Records from an annotation dataset:
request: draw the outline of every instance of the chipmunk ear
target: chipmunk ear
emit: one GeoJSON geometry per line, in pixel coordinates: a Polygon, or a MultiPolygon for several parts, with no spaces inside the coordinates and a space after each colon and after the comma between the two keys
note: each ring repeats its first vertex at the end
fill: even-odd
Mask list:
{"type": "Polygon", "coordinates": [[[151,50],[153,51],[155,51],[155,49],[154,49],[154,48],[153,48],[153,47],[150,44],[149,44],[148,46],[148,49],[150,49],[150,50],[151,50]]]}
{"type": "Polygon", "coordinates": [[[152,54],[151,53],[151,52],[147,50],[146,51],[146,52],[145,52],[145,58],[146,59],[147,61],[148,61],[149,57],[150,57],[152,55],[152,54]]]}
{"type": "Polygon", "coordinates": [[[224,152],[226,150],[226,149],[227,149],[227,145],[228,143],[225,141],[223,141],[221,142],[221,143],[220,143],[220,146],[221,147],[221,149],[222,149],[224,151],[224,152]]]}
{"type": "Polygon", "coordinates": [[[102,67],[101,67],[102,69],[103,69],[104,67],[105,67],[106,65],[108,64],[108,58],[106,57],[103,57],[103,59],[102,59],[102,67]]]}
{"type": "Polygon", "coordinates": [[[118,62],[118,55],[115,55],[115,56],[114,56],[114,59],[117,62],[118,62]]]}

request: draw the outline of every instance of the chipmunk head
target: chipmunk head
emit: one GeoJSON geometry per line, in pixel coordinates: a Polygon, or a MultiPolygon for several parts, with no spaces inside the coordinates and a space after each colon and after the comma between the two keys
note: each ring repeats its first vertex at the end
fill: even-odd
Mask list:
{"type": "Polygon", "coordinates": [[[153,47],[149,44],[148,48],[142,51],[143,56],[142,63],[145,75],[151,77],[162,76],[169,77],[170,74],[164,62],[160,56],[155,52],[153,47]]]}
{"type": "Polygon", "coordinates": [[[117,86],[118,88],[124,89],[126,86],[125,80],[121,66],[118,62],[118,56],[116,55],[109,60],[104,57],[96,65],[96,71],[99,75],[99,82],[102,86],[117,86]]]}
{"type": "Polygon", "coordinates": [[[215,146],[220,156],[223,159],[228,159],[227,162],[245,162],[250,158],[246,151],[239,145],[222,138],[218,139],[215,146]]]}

**THE REQUEST:** Extract the lines in these records word for word, for every record.

**IN RESPONSE:**
request: draw the outline of every instance of the chipmunk ear
target: chipmunk ear
emit: one GeoJSON geometry per line, in pixel coordinates: a Polygon, or a MultiPolygon for several parts, with no spaces inside the coordinates and a space after each colon and after the comma between the two keys
note: each ring repeats its first vertex at the end
fill: even-odd
Mask list:
{"type": "Polygon", "coordinates": [[[151,50],[153,51],[155,51],[155,49],[154,49],[154,48],[153,48],[153,47],[150,44],[149,44],[148,46],[148,49],[150,49],[150,50],[151,50]]]}
{"type": "Polygon", "coordinates": [[[152,54],[151,53],[151,52],[147,50],[146,51],[146,52],[145,52],[145,58],[146,59],[147,61],[148,61],[149,57],[150,57],[152,55],[152,54]]]}
{"type": "Polygon", "coordinates": [[[224,152],[226,150],[226,149],[227,149],[227,145],[228,143],[225,141],[223,141],[221,142],[221,143],[220,143],[220,146],[221,147],[221,149],[222,149],[224,151],[224,152]]]}
{"type": "Polygon", "coordinates": [[[102,67],[101,67],[102,69],[103,69],[104,67],[105,67],[106,65],[108,64],[108,58],[106,57],[103,57],[103,59],[102,59],[102,67]]]}
{"type": "Polygon", "coordinates": [[[118,62],[118,55],[115,55],[115,56],[114,56],[114,59],[117,62],[118,62]]]}

request: draw the outline of every instance of the chipmunk head
target: chipmunk head
emit: one GeoJSON geometry per line, in pixel coordinates: a Polygon, or a MultiPolygon for several parts, with no spaces inside the coordinates and a space after each colon and after the comma between the two keys
note: each ring repeats its first vertex at the end
fill: even-odd
Mask list:
{"type": "Polygon", "coordinates": [[[153,47],[149,44],[148,48],[142,51],[143,56],[142,63],[145,75],[151,77],[162,76],[169,77],[170,74],[164,62],[160,56],[155,52],[153,47]]]}
{"type": "Polygon", "coordinates": [[[117,86],[118,88],[124,89],[126,86],[125,80],[121,66],[118,62],[118,56],[116,55],[109,60],[104,57],[96,65],[96,71],[99,75],[99,82],[102,86],[117,86]]]}
{"type": "Polygon", "coordinates": [[[215,146],[220,156],[223,159],[228,159],[227,162],[245,162],[250,158],[246,151],[239,145],[222,138],[218,139],[215,146]]]}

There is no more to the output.